About this exercise: Continue the text on the narratives of mental monsters, picking up after its final sentence.

Given text:
>>>

Narratives of the Mental Monsters
I am not good enough
I am not worthy or don’t deserve
They have an issue with me
I don’t belong
They don’t like me
This won’t end
This might end and I’m scared
I am alone
No one understands
I’ll be a burden
I’m tired
I won’t get better
I can’t talk to anyone
I am weak
Why did I do this
Why am I like this
I’m done
They think I am a drama queen or attention seeker
no one cares about me
It’s my life so it’s my problem
they will judge me
It’s not that bad
it’ll be better tomorrow if I just keep things as they are
therapy isn’t for me
drugs aren’t for me
food isn’t for me
sleep isn’t for me
friends aren’t for me
family isn’t for me
this pain is just normal
being depressed is normal
being anxious to extreme is normal
I heard that (insert name) has mental health problems, but they have it easy
My life is good I shouldn’t feel this way
I’m sick of this and sick of me
All these feelings can be addressed and shouldn’t be felt for the long term. We all have self doubt and we all have down days. If they persist, that is not healthy and you deserve to have attention from someone that can help support you. I understand. These feeling hurt and can be heavy to carry all the time. Do not let them sit with you.

<<<

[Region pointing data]
>>>

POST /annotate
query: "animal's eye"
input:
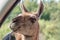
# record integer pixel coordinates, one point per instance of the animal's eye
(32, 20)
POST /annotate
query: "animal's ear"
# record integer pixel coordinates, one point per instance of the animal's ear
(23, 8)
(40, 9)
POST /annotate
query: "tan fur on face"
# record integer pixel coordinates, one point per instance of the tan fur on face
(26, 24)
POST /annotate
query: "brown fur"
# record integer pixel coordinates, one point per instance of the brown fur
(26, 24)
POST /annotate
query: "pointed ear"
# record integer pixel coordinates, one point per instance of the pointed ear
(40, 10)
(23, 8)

<<<
>>>

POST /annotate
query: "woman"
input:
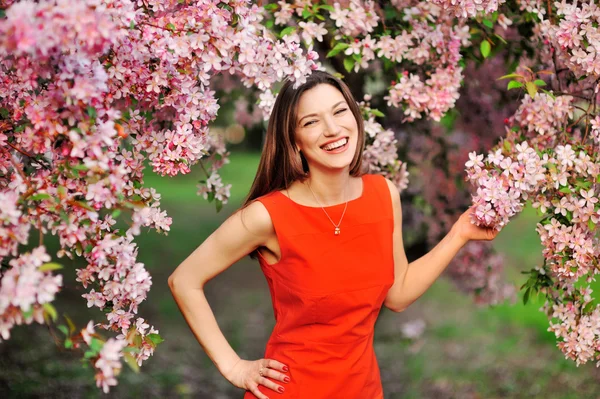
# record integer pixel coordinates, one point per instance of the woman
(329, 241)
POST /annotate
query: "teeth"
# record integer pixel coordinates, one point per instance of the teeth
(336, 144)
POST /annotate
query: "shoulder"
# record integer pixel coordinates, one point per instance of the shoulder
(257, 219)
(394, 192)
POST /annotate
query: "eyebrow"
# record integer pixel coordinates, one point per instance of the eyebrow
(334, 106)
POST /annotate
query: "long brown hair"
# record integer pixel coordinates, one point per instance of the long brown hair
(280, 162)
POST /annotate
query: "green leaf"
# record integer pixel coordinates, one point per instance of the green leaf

<<<
>>>

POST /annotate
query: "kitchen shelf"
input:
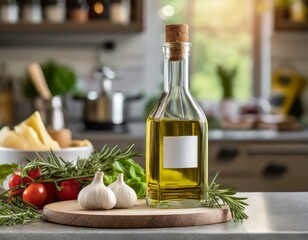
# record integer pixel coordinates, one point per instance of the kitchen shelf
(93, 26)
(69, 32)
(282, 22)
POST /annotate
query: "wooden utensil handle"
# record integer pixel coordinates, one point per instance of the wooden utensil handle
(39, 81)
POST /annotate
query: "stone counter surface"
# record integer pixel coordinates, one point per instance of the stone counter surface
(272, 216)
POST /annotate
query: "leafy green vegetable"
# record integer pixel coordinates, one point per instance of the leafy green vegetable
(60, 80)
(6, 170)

<<<

Reply to the task:
Facebook groups are sometimes a good place to start. Strangers on the internet; no judgement and often have words of wisdom.
Online therapy/ in person - a slightly bigger step and one that can be scary to do. Therapy doesn’t have to cost the earth, yes it is an investment, but a therapy session might be the best money you ever spent on yourself.
text a friend, and meet up. I promise you’ll feel better having seen someone in person.
Be vulnerable to open up; the most exposed you’ll ever be; yet the reward could be amazing. I have been honest online for quite sometime and actually, i’ve found it only positive and helped me feel better. It’s initially terrifying and yes, some people may judge was you say, but those people are probably not even humans you really care about or have a connection with anyway. So who cares?!?!